→ To do:
Where does the word "left" appear in the data? Copy every line that holds it.
------ Exercise material
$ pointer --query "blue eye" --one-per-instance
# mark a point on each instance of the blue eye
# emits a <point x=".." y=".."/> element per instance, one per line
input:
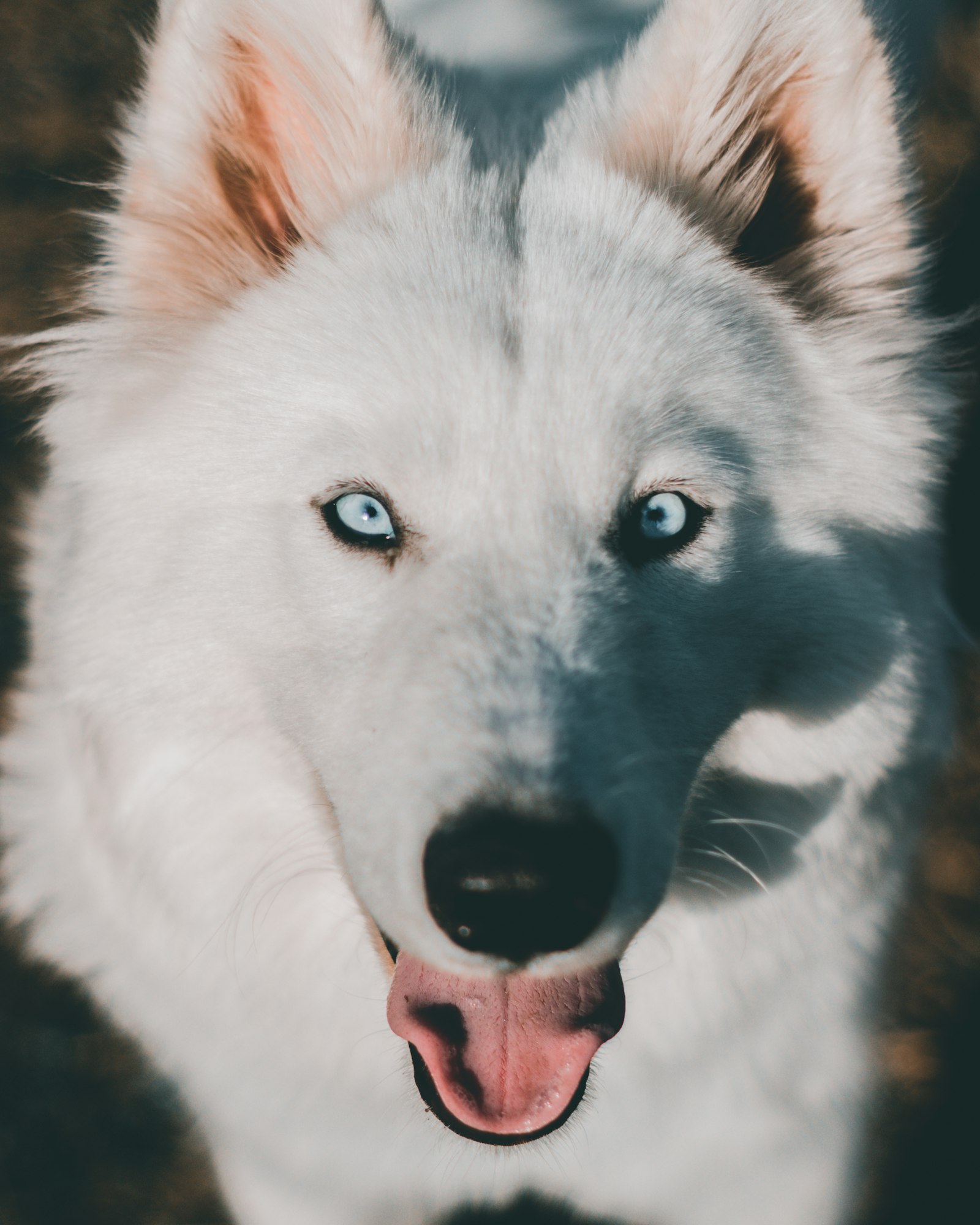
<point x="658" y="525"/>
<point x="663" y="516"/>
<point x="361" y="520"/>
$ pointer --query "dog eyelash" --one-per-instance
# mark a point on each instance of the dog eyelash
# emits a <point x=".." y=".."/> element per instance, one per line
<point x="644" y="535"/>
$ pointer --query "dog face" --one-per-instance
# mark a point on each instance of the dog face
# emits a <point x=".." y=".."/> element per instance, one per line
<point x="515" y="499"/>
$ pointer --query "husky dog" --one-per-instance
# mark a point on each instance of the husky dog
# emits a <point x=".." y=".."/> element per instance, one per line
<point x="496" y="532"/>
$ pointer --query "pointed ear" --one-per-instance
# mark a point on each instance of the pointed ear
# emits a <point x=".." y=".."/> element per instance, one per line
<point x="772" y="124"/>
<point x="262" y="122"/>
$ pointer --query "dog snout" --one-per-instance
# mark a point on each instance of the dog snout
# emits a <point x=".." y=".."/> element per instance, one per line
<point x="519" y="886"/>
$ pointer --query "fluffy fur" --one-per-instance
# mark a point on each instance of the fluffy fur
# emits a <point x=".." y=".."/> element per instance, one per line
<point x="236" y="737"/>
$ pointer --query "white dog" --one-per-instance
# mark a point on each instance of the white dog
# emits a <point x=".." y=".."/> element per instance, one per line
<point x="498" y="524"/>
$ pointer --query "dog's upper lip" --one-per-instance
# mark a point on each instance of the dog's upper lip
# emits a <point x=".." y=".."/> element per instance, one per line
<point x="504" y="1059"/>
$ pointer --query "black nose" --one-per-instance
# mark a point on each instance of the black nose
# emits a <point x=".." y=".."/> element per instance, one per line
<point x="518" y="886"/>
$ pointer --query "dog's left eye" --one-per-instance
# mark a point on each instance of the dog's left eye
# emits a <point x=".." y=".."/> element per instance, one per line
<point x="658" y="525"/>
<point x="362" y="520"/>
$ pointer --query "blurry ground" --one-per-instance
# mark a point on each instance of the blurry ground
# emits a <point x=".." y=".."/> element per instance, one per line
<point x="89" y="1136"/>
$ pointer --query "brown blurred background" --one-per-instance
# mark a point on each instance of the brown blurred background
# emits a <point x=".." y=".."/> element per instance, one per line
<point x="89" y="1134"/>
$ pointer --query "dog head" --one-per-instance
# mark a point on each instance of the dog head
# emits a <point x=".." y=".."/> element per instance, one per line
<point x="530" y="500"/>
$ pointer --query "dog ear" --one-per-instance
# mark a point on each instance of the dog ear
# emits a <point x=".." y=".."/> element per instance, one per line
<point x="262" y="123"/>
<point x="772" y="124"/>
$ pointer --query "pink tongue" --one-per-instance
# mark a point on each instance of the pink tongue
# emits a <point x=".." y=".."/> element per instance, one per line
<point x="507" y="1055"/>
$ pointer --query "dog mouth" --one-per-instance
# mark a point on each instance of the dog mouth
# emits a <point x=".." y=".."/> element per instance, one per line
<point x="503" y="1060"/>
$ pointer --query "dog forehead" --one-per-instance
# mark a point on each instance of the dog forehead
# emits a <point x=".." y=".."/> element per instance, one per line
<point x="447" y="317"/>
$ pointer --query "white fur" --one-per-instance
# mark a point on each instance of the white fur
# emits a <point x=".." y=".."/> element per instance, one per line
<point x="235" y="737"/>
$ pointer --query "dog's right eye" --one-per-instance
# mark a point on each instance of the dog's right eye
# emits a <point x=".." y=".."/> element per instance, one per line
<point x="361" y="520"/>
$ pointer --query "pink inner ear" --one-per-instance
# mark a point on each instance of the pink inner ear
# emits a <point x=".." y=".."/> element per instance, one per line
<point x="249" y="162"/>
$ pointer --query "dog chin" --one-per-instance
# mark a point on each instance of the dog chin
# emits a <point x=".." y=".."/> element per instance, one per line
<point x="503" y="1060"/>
------------
→ Solution to the problem:
$ pointer --query "dog's left eye" --one-per-instance
# mark a point on each instance of the dog's left eye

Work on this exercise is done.